What the task requires
Please copy the records below word for word, leaving out the pictures.

Raw data
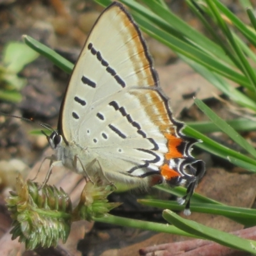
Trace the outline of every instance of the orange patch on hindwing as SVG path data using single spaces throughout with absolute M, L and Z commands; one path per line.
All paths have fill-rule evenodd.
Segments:
M 183 143 L 182 139 L 170 134 L 165 134 L 164 136 L 168 140 L 168 148 L 169 150 L 168 153 L 165 154 L 166 159 L 170 160 L 172 158 L 183 157 L 182 153 L 177 148 Z

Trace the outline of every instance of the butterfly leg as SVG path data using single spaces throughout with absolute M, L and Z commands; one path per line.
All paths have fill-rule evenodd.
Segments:
M 56 158 L 48 158 L 51 159 L 51 162 L 50 162 L 50 168 L 47 172 L 47 173 L 46 174 L 45 176 L 45 179 L 44 180 L 44 182 L 42 184 L 42 185 L 41 186 L 41 187 L 39 188 L 39 189 L 41 189 L 42 188 L 43 188 L 45 185 L 46 184 L 46 183 L 47 182 L 47 181 L 49 180 L 51 174 L 52 173 L 52 170 L 53 167 L 54 166 L 63 166 L 63 163 L 61 161 L 55 161 Z
M 103 172 L 102 168 L 101 167 L 101 165 L 100 164 L 100 162 L 99 162 L 98 159 L 95 159 L 95 161 L 97 161 L 98 163 L 99 166 L 100 167 L 100 173 L 101 175 L 102 175 L 102 177 L 104 177 L 104 179 L 106 179 L 106 180 L 108 181 L 108 182 L 110 186 L 114 187 L 115 189 L 116 189 L 116 187 L 115 186 L 114 182 L 110 181 L 107 177 L 105 175 L 104 172 Z
M 44 163 L 44 161 L 45 161 L 45 160 L 51 160 L 51 162 L 50 162 L 50 166 L 51 166 L 51 165 L 52 163 L 52 161 L 54 161 L 54 160 L 56 160 L 56 156 L 55 156 L 54 155 L 52 155 L 52 156 L 47 156 L 46 157 L 45 157 L 45 158 L 44 159 L 44 160 L 43 160 L 43 161 L 42 161 L 42 163 L 41 163 L 41 164 L 40 164 L 40 167 L 39 167 L 39 168 L 38 168 L 38 170 L 37 171 L 37 173 L 36 173 L 36 175 L 35 176 L 34 178 L 33 178 L 33 179 L 31 179 L 32 181 L 34 181 L 34 180 L 37 178 L 37 176 L 38 175 L 38 173 L 39 173 L 39 172 L 40 172 L 40 170 L 41 170 L 41 168 L 42 168 L 42 165 L 43 165 L 43 163 Z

Completed exercise
Trace the outline of every instance of the orange patch on hindwing as SVG path data using single spaces throughout with absolute M, L and Z commands; one path per line.
All paths have fill-rule evenodd.
Segments:
M 183 143 L 182 139 L 170 134 L 165 134 L 164 136 L 168 140 L 168 148 L 169 150 L 168 153 L 165 154 L 166 159 L 170 160 L 172 158 L 183 157 L 182 153 L 177 148 Z

Trace the outline of every instance of the butterfly leg as SVG path data using single spaces throughout with absolute M, L and Z commands; one path per line.
All paths have fill-rule evenodd.
Segments:
M 56 158 L 48 158 L 51 159 L 51 162 L 50 162 L 50 168 L 47 172 L 47 173 L 46 174 L 45 176 L 45 179 L 44 180 L 44 182 L 42 184 L 42 185 L 41 186 L 41 187 L 39 188 L 39 189 L 41 189 L 42 188 L 43 188 L 45 185 L 46 184 L 46 183 L 47 182 L 47 181 L 49 180 L 51 174 L 52 173 L 52 170 L 53 167 L 54 166 L 63 166 L 63 163 L 61 161 L 55 161 Z
M 103 172 L 102 168 L 101 167 L 101 165 L 100 164 L 100 162 L 99 162 L 98 159 L 95 159 L 95 161 L 97 161 L 98 163 L 99 166 L 100 167 L 100 173 L 101 175 L 102 175 L 102 177 L 104 177 L 104 179 L 106 179 L 106 180 L 108 181 L 108 182 L 110 186 L 114 187 L 115 189 L 116 189 L 116 187 L 115 186 L 114 182 L 110 181 L 107 177 L 105 175 L 104 172 Z
M 44 163 L 44 161 L 45 161 L 45 160 L 51 160 L 51 162 L 50 162 L 50 166 L 51 166 L 51 165 L 52 163 L 52 161 L 54 161 L 54 160 L 56 160 L 56 156 L 55 156 L 54 155 L 52 155 L 52 156 L 47 156 L 46 157 L 45 157 L 45 158 L 44 159 L 44 160 L 43 160 L 43 161 L 42 161 L 42 163 L 41 163 L 41 164 L 40 164 L 40 167 L 39 167 L 39 168 L 38 168 L 38 170 L 37 171 L 37 173 L 36 173 L 36 175 L 35 176 L 34 178 L 33 178 L 33 179 L 31 179 L 32 181 L 34 181 L 34 180 L 37 178 L 37 176 L 38 175 L 38 173 L 39 173 L 39 172 L 40 172 L 40 170 L 41 170 L 41 168 L 42 168 L 42 165 L 43 165 L 43 163 Z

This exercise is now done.